**Data entries**
————————
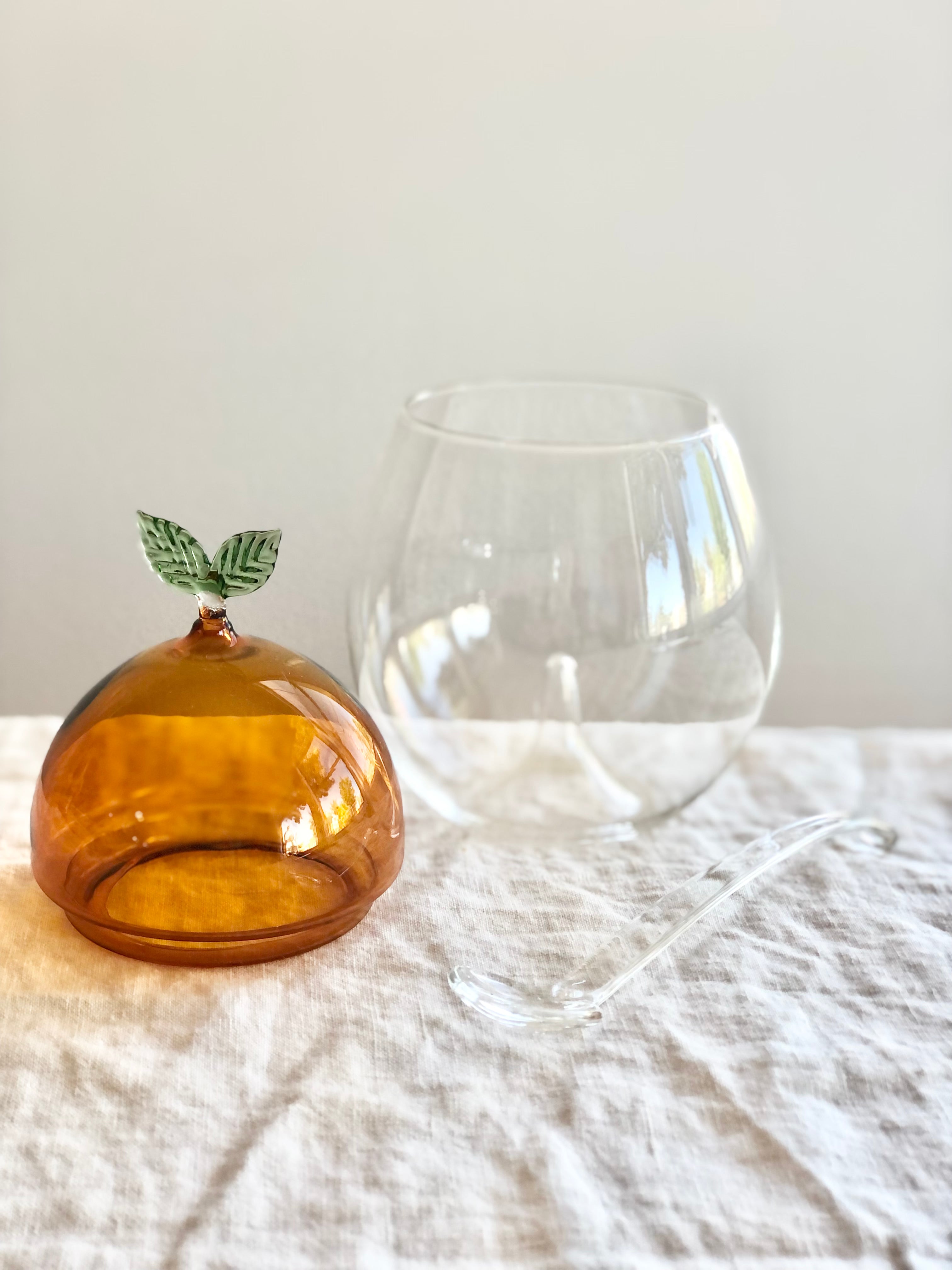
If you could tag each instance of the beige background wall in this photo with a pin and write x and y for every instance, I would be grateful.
(234, 237)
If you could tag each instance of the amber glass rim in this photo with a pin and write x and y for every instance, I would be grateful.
(417, 415)
(264, 933)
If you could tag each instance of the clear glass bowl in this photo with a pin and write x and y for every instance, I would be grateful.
(568, 613)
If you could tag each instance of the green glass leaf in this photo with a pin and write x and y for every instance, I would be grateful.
(246, 562)
(176, 554)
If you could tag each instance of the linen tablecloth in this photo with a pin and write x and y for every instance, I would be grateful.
(775, 1093)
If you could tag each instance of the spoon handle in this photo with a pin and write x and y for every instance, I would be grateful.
(574, 1000)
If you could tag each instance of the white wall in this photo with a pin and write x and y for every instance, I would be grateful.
(235, 234)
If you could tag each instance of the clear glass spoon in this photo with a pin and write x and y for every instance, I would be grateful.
(574, 1000)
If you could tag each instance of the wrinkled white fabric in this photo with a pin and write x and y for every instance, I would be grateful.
(774, 1093)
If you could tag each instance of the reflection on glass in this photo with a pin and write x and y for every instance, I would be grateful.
(568, 611)
(710, 535)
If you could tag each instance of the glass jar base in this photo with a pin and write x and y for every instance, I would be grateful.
(239, 952)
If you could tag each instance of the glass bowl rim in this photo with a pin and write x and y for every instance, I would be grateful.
(462, 388)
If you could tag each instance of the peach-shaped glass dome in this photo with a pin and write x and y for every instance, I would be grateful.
(216, 801)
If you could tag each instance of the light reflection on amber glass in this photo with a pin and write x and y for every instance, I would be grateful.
(712, 548)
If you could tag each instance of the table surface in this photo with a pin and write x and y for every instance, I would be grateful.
(777, 1091)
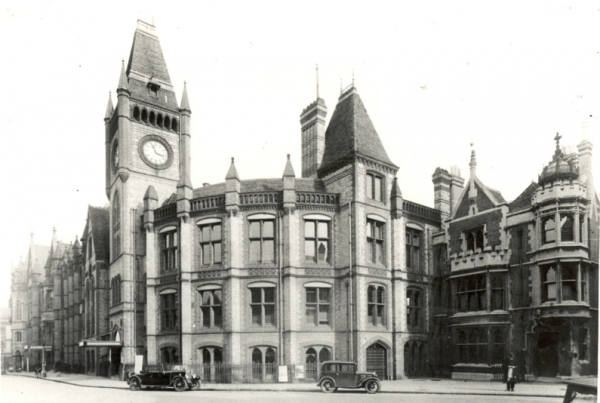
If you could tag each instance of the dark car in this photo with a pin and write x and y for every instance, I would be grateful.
(342, 374)
(156, 376)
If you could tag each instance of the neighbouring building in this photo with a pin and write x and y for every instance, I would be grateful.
(334, 264)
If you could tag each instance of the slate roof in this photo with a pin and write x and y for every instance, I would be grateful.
(262, 185)
(523, 201)
(99, 217)
(351, 132)
(146, 59)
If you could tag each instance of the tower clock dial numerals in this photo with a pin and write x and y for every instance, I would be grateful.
(155, 152)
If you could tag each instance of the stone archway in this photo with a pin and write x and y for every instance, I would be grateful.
(377, 360)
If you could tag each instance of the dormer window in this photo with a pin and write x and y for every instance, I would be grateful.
(474, 239)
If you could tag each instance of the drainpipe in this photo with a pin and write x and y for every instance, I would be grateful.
(280, 291)
(350, 287)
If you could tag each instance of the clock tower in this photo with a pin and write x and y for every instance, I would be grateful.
(147, 144)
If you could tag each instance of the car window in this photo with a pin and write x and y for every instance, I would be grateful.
(346, 368)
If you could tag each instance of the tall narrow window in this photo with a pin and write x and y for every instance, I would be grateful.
(583, 354)
(374, 187)
(210, 244)
(316, 241)
(318, 301)
(262, 306)
(569, 283)
(548, 230)
(498, 294)
(169, 251)
(169, 312)
(376, 304)
(375, 240)
(413, 307)
(116, 226)
(566, 228)
(211, 308)
(549, 284)
(262, 241)
(413, 248)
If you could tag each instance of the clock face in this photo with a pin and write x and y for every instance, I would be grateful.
(156, 152)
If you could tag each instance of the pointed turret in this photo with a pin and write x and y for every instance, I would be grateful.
(232, 172)
(185, 103)
(123, 85)
(350, 134)
(232, 189)
(289, 170)
(109, 108)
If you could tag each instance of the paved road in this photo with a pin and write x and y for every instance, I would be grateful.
(25, 390)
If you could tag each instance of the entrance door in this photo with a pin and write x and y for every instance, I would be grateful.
(377, 360)
(547, 354)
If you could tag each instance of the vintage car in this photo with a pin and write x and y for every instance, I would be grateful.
(342, 374)
(156, 376)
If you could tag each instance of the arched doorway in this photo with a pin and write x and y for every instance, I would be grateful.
(18, 361)
(377, 360)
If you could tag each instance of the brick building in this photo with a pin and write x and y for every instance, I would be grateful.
(334, 264)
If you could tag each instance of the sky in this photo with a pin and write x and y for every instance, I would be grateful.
(435, 76)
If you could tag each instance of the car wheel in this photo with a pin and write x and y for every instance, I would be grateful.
(179, 385)
(134, 384)
(372, 386)
(327, 386)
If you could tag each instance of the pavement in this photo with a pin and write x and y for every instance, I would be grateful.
(405, 386)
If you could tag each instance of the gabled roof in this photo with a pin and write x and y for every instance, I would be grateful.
(523, 201)
(351, 132)
(147, 66)
(99, 221)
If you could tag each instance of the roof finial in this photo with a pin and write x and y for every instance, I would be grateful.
(317, 81)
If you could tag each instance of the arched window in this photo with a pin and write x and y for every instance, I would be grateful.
(548, 230)
(498, 293)
(375, 186)
(413, 307)
(116, 225)
(567, 229)
(376, 302)
(548, 284)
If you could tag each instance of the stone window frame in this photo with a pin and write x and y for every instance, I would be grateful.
(169, 249)
(319, 219)
(376, 235)
(413, 231)
(371, 191)
(317, 286)
(263, 304)
(377, 306)
(214, 310)
(414, 312)
(262, 218)
(210, 223)
(478, 235)
(168, 300)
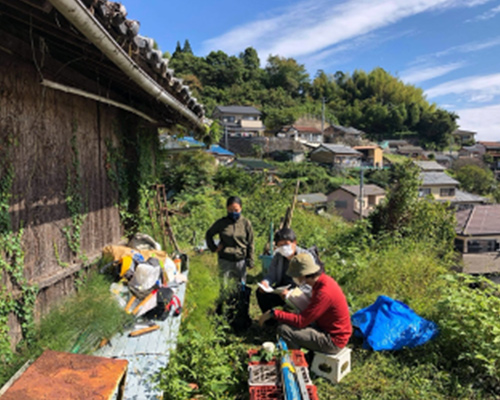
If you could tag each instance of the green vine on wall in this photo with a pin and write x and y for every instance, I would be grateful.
(74, 200)
(12, 264)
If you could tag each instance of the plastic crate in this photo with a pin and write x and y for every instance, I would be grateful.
(298, 358)
(275, 393)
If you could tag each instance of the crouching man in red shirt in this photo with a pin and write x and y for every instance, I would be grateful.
(325, 324)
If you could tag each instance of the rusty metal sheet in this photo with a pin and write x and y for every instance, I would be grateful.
(58, 375)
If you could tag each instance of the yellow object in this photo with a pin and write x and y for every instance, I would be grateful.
(177, 262)
(126, 264)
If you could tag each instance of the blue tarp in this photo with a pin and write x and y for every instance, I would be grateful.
(389, 324)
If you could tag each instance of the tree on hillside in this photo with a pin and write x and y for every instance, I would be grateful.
(187, 47)
(286, 73)
(404, 214)
(475, 179)
(178, 50)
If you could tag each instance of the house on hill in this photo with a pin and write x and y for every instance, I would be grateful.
(341, 134)
(336, 155)
(308, 134)
(239, 121)
(82, 97)
(462, 136)
(478, 238)
(315, 201)
(347, 201)
(373, 156)
(492, 149)
(442, 187)
(280, 149)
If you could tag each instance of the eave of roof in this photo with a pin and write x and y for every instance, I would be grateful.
(142, 74)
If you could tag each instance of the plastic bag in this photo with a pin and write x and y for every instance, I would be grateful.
(145, 277)
(389, 324)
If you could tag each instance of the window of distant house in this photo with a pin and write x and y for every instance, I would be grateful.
(459, 245)
(340, 204)
(481, 246)
(448, 192)
(423, 192)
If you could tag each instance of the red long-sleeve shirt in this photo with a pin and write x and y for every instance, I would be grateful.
(327, 308)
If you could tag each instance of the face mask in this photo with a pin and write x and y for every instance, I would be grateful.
(298, 281)
(286, 250)
(234, 216)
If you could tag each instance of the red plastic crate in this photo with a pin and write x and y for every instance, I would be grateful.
(275, 393)
(298, 358)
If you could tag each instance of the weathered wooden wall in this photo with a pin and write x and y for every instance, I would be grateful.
(40, 123)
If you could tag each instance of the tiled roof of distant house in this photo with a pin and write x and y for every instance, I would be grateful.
(312, 198)
(245, 146)
(349, 130)
(429, 166)
(340, 149)
(461, 132)
(368, 190)
(238, 110)
(491, 145)
(255, 164)
(437, 178)
(309, 129)
(479, 220)
(465, 197)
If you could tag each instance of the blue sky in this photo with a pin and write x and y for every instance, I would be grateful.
(449, 48)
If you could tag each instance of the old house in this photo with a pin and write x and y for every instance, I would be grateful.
(442, 187)
(492, 150)
(309, 134)
(478, 238)
(336, 155)
(279, 149)
(350, 201)
(82, 97)
(341, 134)
(462, 136)
(239, 121)
(315, 201)
(372, 155)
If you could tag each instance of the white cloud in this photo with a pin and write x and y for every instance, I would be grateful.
(313, 26)
(487, 15)
(483, 120)
(422, 74)
(475, 88)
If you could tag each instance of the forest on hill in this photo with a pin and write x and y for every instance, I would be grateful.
(376, 102)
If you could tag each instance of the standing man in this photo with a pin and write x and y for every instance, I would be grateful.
(325, 325)
(286, 249)
(235, 248)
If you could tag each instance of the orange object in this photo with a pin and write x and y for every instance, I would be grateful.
(142, 331)
(143, 302)
(177, 262)
(58, 375)
(129, 304)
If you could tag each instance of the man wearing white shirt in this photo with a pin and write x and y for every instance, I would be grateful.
(286, 249)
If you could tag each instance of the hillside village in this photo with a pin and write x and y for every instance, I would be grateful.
(103, 137)
(247, 144)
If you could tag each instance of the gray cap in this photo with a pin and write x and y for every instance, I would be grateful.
(301, 265)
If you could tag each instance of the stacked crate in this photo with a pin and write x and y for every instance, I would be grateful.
(265, 377)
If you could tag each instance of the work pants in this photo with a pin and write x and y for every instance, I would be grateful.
(307, 338)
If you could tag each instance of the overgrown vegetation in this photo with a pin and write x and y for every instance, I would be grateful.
(77, 325)
(404, 251)
(376, 102)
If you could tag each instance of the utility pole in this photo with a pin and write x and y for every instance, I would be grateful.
(361, 194)
(322, 119)
(226, 142)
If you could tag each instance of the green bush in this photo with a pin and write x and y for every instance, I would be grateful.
(467, 314)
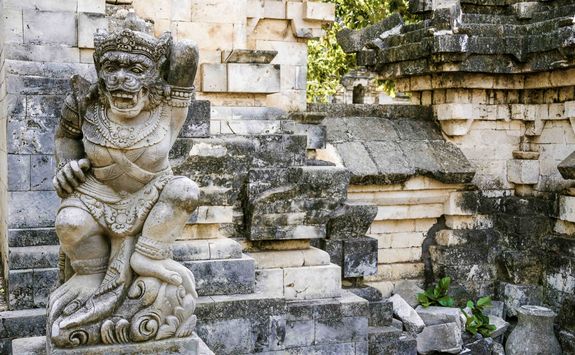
————————
**How to complete this task**
Omit the pictures. Write out exactly the lines from the one containing "If you could tag each instance of the utility" through the last line of the entries, both of them included.

**Reply**
If you could tag each instance of the utility pole in this photo with a pin and write x and y for every instance, I would be grateful.
(361, 194)
(322, 119)
(226, 142)
If you could tag each instance of the green bush in this photo with a pin and write x and y for every instance, I would be grateful.
(467, 314)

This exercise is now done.